Directions for this task -
Reproduce, with no alteration, the span of lines that begins at the line containing "Target: interior door" and ends at the last line of the records, both ends included, and nothing else.

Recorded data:
----

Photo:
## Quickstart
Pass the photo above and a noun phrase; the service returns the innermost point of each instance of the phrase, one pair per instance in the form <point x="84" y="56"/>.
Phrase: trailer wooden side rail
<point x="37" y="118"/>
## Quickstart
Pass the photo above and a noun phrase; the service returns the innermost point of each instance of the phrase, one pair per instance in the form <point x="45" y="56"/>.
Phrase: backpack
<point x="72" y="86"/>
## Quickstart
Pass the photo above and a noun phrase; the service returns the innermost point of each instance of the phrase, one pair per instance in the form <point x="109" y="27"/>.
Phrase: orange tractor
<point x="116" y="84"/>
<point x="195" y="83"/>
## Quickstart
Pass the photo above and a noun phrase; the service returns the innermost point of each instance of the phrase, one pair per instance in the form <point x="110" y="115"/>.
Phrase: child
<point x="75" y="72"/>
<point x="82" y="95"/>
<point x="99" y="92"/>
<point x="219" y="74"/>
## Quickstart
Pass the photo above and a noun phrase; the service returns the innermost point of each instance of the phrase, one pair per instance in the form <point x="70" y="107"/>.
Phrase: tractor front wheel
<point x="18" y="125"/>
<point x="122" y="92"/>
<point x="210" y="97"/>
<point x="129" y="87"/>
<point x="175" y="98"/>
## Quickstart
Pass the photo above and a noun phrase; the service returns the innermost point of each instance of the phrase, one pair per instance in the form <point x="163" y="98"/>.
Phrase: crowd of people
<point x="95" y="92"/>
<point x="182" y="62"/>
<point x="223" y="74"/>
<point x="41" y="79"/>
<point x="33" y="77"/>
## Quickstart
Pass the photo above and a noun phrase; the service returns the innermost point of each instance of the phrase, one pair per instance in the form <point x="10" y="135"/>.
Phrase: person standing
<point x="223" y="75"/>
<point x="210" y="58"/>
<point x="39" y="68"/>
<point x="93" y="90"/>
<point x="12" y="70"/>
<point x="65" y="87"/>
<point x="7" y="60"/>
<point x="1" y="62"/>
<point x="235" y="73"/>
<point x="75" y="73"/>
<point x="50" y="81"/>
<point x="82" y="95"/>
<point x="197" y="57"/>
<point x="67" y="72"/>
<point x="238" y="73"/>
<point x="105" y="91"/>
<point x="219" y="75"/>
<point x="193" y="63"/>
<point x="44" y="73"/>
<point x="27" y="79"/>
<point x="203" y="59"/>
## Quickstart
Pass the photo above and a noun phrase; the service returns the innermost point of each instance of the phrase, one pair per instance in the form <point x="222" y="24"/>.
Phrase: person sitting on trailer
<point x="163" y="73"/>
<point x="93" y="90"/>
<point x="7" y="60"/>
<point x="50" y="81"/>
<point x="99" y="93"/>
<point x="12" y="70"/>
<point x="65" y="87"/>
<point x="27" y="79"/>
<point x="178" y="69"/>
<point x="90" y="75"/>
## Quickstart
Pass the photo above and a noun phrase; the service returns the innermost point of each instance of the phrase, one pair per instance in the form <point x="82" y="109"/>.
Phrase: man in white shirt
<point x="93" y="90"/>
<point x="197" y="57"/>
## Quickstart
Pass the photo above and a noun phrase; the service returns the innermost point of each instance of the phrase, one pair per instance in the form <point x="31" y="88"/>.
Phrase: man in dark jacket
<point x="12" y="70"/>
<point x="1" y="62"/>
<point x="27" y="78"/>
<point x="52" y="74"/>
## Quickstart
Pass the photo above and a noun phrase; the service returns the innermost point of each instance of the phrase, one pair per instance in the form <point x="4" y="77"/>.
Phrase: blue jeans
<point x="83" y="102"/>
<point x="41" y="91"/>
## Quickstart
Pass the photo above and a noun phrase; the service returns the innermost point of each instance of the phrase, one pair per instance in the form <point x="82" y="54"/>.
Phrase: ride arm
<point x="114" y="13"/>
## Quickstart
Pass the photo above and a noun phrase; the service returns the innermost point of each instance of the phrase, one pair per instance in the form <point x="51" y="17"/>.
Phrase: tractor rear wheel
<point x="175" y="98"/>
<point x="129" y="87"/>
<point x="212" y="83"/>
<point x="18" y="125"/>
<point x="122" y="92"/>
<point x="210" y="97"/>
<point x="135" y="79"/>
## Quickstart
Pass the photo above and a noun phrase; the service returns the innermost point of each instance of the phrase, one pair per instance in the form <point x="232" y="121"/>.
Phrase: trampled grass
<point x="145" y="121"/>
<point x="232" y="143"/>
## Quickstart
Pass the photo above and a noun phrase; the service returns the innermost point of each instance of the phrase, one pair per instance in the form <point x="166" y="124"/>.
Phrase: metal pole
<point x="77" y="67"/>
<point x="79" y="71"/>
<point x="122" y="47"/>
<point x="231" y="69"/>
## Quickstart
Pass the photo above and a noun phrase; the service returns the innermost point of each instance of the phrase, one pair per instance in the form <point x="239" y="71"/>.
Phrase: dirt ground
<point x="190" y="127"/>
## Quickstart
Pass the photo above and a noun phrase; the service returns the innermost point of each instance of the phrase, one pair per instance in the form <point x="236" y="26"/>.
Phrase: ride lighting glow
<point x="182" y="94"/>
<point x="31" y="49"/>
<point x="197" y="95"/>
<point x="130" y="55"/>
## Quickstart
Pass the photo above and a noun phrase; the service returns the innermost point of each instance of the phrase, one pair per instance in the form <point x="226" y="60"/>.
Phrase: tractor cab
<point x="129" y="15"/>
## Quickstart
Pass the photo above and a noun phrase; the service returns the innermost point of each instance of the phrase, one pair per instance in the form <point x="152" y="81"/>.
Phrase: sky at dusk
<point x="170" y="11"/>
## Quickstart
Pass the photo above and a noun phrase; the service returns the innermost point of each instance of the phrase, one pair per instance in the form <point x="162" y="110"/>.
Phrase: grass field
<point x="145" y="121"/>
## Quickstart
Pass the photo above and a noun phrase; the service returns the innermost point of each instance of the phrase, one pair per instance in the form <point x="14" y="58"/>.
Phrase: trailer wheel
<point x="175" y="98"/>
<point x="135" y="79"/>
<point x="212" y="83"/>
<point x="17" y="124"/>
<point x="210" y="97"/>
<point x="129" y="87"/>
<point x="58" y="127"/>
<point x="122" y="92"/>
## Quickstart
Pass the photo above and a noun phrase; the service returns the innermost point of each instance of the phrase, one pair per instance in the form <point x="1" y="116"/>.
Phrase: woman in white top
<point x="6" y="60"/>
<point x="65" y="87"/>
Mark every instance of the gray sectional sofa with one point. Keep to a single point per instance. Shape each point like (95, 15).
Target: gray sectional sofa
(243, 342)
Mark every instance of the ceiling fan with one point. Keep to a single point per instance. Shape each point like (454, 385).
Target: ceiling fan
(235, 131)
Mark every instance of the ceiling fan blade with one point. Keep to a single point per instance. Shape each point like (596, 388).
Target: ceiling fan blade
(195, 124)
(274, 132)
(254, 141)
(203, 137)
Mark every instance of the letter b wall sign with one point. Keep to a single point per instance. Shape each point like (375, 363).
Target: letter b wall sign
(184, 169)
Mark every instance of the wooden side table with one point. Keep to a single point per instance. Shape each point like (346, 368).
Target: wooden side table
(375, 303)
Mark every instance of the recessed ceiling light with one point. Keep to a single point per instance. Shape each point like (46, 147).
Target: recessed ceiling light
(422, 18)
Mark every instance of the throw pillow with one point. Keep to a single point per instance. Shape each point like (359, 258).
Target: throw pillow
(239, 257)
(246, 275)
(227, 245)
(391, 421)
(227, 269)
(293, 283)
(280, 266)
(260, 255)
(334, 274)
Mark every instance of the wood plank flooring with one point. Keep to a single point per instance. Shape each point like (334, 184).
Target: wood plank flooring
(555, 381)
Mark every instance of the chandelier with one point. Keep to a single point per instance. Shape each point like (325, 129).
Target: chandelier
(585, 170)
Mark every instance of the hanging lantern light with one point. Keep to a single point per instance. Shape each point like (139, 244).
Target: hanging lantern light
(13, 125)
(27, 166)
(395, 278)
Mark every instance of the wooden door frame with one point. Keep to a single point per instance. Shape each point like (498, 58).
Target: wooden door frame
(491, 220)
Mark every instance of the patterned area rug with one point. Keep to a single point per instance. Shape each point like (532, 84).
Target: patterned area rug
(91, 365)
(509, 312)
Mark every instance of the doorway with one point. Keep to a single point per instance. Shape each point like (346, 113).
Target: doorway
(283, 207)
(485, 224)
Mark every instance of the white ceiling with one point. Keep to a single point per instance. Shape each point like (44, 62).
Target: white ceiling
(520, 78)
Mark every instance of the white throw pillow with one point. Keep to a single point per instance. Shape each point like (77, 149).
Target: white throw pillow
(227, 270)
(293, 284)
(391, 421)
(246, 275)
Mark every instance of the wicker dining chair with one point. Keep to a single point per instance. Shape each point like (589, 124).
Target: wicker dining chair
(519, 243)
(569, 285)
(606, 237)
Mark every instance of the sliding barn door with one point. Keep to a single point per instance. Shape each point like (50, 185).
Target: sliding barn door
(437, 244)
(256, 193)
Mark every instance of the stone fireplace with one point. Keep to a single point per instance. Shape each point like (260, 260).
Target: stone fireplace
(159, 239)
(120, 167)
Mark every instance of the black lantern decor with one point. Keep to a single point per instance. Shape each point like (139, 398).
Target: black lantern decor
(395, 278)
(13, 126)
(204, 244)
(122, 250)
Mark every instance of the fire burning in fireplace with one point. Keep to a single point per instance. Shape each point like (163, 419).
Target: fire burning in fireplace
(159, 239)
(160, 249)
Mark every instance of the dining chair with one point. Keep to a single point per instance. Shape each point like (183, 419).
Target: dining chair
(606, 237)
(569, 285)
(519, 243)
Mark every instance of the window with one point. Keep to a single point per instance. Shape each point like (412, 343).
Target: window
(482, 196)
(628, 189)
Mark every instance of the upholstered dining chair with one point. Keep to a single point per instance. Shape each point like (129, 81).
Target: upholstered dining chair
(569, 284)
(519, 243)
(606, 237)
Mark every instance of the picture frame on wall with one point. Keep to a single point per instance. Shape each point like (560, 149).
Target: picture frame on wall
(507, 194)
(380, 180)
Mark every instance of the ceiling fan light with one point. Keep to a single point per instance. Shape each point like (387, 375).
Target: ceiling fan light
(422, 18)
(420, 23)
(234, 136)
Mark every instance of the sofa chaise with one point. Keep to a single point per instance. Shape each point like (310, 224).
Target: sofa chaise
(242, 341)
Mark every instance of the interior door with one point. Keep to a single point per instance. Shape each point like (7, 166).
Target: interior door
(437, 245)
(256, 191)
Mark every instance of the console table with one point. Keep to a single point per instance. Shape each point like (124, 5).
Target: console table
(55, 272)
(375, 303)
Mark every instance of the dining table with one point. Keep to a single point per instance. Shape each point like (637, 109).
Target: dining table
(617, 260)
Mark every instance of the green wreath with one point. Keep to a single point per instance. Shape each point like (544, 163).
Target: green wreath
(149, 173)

----

Result of this exercise -
Target: interior door
(437, 245)
(256, 191)
Mark every instance of the console table with one point. Keep to a single point per instance. Shape each point like (124, 5).
Target: console table
(55, 272)
(375, 303)
Mark every instance of the dining table with one point. Keep to a single point per instance. Shape each point like (637, 109).
Target: dining table
(617, 260)
Mark every instance of the green wreath with one point. Keep to a single point per instance. Shape each point like (544, 163).
Target: green wreath
(149, 173)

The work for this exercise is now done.